Each line below must be set down exactly as it stands.

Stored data
□ □ □
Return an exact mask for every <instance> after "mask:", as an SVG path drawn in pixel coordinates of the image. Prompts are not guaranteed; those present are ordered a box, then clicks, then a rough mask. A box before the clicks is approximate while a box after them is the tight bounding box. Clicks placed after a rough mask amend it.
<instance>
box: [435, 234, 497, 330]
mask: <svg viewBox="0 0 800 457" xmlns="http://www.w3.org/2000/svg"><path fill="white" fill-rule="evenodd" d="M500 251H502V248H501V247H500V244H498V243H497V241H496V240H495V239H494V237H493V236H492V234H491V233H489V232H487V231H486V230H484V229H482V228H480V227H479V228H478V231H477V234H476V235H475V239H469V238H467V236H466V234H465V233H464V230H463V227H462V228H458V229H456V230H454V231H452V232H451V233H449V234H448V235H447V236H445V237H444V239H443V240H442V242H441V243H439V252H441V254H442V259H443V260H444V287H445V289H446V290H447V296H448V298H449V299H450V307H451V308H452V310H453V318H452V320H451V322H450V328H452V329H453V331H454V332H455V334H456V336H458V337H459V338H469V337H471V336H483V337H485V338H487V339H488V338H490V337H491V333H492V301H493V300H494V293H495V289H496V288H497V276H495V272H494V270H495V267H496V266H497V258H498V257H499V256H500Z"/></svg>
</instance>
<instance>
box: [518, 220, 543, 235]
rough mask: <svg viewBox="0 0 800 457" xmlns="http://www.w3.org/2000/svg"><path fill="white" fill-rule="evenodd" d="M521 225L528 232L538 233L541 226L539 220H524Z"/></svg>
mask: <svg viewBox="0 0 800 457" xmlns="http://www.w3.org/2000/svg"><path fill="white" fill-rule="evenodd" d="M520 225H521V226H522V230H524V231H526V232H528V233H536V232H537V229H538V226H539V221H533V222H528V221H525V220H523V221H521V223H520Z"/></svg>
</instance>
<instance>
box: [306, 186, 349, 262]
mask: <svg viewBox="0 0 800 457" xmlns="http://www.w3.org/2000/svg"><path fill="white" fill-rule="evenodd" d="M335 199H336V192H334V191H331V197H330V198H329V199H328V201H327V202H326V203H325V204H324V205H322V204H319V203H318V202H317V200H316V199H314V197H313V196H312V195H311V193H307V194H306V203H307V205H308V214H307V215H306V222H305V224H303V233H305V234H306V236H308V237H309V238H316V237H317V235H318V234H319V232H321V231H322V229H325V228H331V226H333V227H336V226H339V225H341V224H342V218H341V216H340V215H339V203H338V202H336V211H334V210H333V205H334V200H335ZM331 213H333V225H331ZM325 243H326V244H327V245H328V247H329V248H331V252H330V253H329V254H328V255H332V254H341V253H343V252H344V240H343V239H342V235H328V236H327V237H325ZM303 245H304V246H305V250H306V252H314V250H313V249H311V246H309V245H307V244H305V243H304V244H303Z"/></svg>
□ □ □
EXERCISE OUTPUT
Return an exact mask for every <instance> after "mask:", as an SVG path drawn in pixel coordinates of the image. Prompts are not guaranteed; those present are ordered a box, then clicks, then a rough mask. A box before the clicks is approximate while a box after them is the tight bounding box. Clicks placed after a rough mask amend it.
<instance>
box: [435, 234, 497, 330]
mask: <svg viewBox="0 0 800 457" xmlns="http://www.w3.org/2000/svg"><path fill="white" fill-rule="evenodd" d="M500 251H502V248H501V247H500V244H498V243H497V241H496V240H495V239H494V237H493V236H492V234H491V233H489V232H487V231H486V230H484V229H482V228H480V227H479V228H478V231H477V234H476V235H475V239H469V238H467V236H466V234H465V233H464V230H463V227H462V228H458V229H456V230H454V231H452V232H451V233H449V234H448V235H447V236H445V237H444V239H443V240H442V242H441V243H439V252H441V254H442V259H443V260H444V287H445V289H446V290H447V296H448V298H449V299H450V307H451V308H452V310H453V318H452V320H451V322H450V328H452V329H453V331H454V332H455V334H456V336H458V337H459V338H469V337H471V336H483V337H485V338H487V339H488V338H490V337H491V333H492V301H493V300H494V293H495V289H496V288H497V276H495V272H494V270H495V267H496V266H497V258H498V257H499V256H500Z"/></svg>
</instance>
<instance>
box: [518, 220, 543, 235]
rough mask: <svg viewBox="0 0 800 457" xmlns="http://www.w3.org/2000/svg"><path fill="white" fill-rule="evenodd" d="M521 225L528 232L538 233L541 226L539 220H524Z"/></svg>
mask: <svg viewBox="0 0 800 457" xmlns="http://www.w3.org/2000/svg"><path fill="white" fill-rule="evenodd" d="M520 225H521V226H522V230H524V231H526V232H528V233H536V232H537V229H538V226H539V221H533V222H528V221H525V220H523V221H521V223H520Z"/></svg>
</instance>
<instance>
box: [306, 186, 349, 262]
mask: <svg viewBox="0 0 800 457" xmlns="http://www.w3.org/2000/svg"><path fill="white" fill-rule="evenodd" d="M335 199H336V192H334V191H331V197H330V198H329V199H328V201H327V202H326V203H325V204H324V205H322V204H319V203H318V202H317V200H316V199H314V197H313V196H312V195H311V193H307V194H306V203H307V205H308V214H307V215H306V222H305V224H303V233H305V234H306V236H308V237H309V238H316V237H317V235H318V234H319V232H321V231H322V229H325V228H331V226H333V227H336V226H339V225H341V224H342V218H341V216H340V215H339V203H338V202H336V211H334V210H333V205H334V200H335ZM331 213H333V225H331ZM325 243H326V244H327V245H328V247H329V248H331V252H330V253H329V254H328V255H332V254H341V253H343V252H344V240H343V239H342V235H328V236H327V237H325ZM303 245H304V246H305V250H306V252H314V250H313V249H311V246H309V245H307V244H305V243H304V244H303Z"/></svg>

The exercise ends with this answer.